**Point localization data**

|---|

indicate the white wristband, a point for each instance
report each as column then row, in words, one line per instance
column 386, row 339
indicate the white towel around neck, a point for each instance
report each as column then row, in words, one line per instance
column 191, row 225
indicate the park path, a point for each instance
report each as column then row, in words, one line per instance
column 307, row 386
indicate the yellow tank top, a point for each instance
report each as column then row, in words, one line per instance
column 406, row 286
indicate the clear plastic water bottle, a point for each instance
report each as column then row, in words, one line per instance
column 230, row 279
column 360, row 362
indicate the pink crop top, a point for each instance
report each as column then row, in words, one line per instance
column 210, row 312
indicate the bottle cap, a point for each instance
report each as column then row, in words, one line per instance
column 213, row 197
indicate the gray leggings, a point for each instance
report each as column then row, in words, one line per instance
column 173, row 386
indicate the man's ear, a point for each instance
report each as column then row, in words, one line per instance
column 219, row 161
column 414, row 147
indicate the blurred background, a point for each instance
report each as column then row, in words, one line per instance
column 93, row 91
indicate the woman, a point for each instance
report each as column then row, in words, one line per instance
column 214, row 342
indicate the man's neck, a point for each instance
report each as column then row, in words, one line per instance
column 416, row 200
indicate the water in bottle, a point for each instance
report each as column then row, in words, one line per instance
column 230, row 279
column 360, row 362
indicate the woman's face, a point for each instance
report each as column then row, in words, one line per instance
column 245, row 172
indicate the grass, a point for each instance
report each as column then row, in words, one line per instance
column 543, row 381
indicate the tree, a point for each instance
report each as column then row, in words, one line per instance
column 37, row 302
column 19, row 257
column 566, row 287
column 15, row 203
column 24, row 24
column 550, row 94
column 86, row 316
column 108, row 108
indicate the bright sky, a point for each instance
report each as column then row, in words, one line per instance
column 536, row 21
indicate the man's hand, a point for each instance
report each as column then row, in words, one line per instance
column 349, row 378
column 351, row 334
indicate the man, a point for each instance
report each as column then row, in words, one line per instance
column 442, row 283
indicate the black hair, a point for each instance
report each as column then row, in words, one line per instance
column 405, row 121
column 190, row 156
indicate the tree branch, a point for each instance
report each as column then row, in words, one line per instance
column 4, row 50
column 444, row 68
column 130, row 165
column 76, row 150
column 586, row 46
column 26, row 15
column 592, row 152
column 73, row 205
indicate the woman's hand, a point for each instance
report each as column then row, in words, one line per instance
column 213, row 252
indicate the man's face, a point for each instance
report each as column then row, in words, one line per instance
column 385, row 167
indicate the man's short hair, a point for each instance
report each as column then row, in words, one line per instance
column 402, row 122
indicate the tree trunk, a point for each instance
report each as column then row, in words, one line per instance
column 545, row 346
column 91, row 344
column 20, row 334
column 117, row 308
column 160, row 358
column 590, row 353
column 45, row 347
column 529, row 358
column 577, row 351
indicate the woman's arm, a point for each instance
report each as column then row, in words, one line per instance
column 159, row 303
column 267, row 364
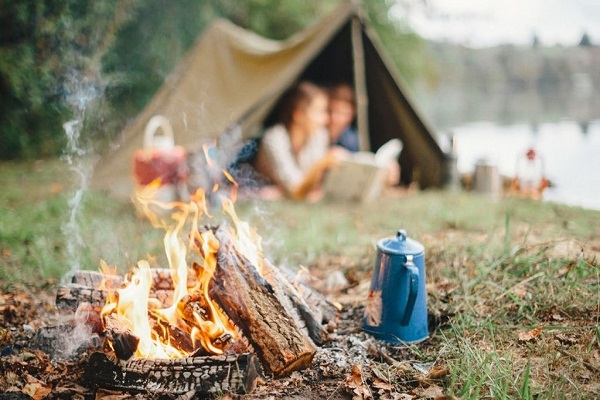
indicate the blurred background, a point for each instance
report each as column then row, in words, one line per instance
column 493, row 78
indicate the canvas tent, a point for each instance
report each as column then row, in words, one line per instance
column 232, row 75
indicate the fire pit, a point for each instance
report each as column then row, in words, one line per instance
column 215, row 321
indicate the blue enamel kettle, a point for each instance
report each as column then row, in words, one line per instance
column 396, row 309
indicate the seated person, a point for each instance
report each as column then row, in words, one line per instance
column 294, row 153
column 342, row 134
column 342, row 110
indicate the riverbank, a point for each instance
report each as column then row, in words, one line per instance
column 513, row 285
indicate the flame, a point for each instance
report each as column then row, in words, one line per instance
column 206, row 325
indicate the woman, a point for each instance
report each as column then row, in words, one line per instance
column 294, row 153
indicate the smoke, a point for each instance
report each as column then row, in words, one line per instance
column 81, row 91
column 69, row 340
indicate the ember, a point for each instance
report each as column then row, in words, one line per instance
column 219, row 307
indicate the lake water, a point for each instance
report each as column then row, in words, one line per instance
column 571, row 154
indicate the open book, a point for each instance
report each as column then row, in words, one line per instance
column 361, row 176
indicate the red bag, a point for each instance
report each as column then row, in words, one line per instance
column 160, row 158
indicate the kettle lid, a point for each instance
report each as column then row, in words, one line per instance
column 400, row 244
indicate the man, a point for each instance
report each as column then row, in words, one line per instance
column 342, row 110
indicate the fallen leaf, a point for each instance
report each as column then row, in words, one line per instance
column 563, row 271
column 437, row 372
column 433, row 392
column 356, row 384
column 519, row 291
column 36, row 389
column 379, row 384
column 530, row 335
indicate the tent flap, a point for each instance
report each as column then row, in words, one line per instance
column 235, row 76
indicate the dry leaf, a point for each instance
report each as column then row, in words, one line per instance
column 438, row 371
column 379, row 384
column 519, row 291
column 530, row 335
column 432, row 392
column 36, row 389
column 565, row 270
column 356, row 384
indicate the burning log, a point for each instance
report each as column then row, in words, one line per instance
column 161, row 279
column 72, row 296
column 204, row 375
column 96, row 280
column 287, row 294
column 124, row 342
column 251, row 304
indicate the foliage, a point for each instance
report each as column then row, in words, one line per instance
column 512, row 284
column 101, row 62
column 42, row 44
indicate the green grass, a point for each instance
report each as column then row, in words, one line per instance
column 495, row 269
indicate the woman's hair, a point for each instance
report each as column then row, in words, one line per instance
column 342, row 92
column 298, row 98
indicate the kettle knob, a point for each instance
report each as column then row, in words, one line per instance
column 401, row 235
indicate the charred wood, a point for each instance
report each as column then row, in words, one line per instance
column 97, row 280
column 294, row 304
column 70, row 297
column 250, row 302
column 204, row 375
column 118, row 331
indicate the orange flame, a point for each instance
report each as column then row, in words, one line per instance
column 181, row 222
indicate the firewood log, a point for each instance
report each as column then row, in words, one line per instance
column 204, row 375
column 95, row 279
column 250, row 302
column 70, row 297
column 294, row 304
column 124, row 342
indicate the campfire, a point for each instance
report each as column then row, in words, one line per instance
column 217, row 319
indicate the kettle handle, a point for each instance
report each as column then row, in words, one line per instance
column 413, row 277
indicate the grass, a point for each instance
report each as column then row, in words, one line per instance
column 496, row 270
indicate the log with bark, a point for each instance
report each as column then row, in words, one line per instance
column 71, row 296
column 202, row 375
column 249, row 300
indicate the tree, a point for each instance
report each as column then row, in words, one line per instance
column 42, row 44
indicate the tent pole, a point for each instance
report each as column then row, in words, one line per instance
column 360, row 86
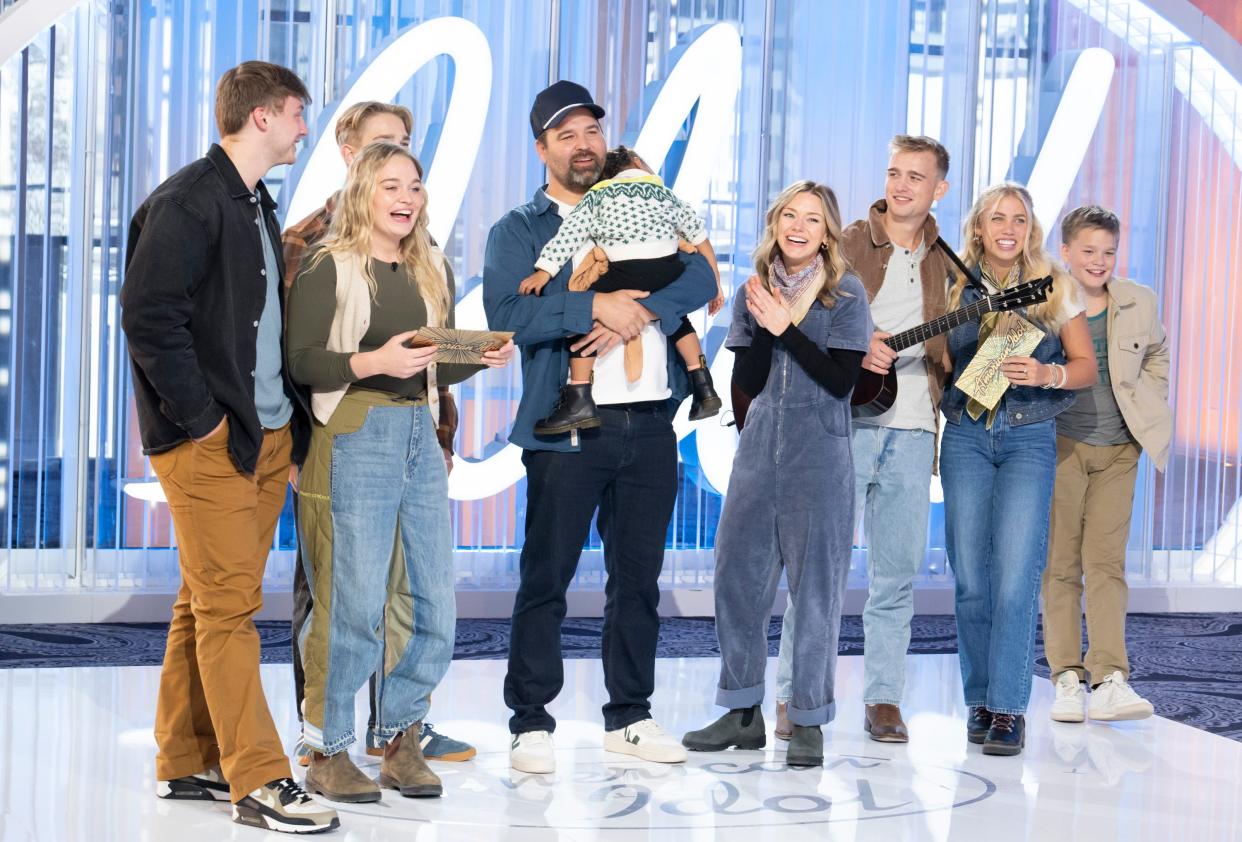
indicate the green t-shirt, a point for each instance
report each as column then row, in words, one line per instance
column 1094, row 417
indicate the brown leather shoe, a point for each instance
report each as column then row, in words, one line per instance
column 404, row 768
column 884, row 724
column 784, row 727
column 337, row 779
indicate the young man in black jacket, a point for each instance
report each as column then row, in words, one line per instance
column 221, row 422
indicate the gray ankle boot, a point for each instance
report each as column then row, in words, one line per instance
column 805, row 746
column 740, row 729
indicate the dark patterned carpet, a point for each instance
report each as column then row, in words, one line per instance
column 1187, row 665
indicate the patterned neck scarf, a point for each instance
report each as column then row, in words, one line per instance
column 791, row 286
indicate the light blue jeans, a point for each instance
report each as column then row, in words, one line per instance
column 388, row 484
column 892, row 484
column 997, row 496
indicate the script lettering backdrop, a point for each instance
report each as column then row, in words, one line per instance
column 102, row 102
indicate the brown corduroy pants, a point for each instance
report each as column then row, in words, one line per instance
column 1091, row 522
column 211, row 706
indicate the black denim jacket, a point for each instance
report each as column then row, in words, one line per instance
column 194, row 291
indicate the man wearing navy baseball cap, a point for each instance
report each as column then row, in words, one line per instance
column 626, row 468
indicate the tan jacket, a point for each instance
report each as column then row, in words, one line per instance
column 867, row 248
column 1138, row 366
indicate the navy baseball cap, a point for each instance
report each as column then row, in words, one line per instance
column 554, row 102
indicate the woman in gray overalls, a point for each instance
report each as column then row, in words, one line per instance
column 799, row 339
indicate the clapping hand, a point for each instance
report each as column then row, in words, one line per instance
column 768, row 307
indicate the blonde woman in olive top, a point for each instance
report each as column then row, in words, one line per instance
column 374, row 476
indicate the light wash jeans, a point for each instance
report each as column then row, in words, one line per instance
column 997, row 494
column 388, row 483
column 892, row 484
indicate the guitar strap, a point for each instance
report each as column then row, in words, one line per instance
column 971, row 281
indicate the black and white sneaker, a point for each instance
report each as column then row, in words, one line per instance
column 208, row 785
column 286, row 807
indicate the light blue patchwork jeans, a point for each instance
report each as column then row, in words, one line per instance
column 892, row 484
column 388, row 486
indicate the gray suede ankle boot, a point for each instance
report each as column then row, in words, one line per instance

|---|

**INSTRUCTIONS TO FOLLOW**
Each line from the start of the records through the line holding "indicate the bottle" must be returned exactly; nothing else belongs in the answer.

**ANSWER SPACE**
indicate the white wristband, a point for each instance
report each as column then row, in words, one line per instance
column 386, row 339
indicate the white towel around neck, a point for each instance
report each as column then row, in words, one line per instance
column 191, row 225
indicate the park path, a point for each instance
report each as column then row, in words, one line per instance
column 307, row 386
indicate the yellow tank top, a point for each instance
report each as column then row, in words, one line per instance
column 406, row 286
indicate the clear plastic water bottle, a point for each instance
report each as column then row, in words, one line per instance
column 230, row 279
column 360, row 362
indicate the pink crop top, a point for each instance
report each as column then row, in words, one line per instance
column 210, row 312
indicate the bottle cap, a point for each instance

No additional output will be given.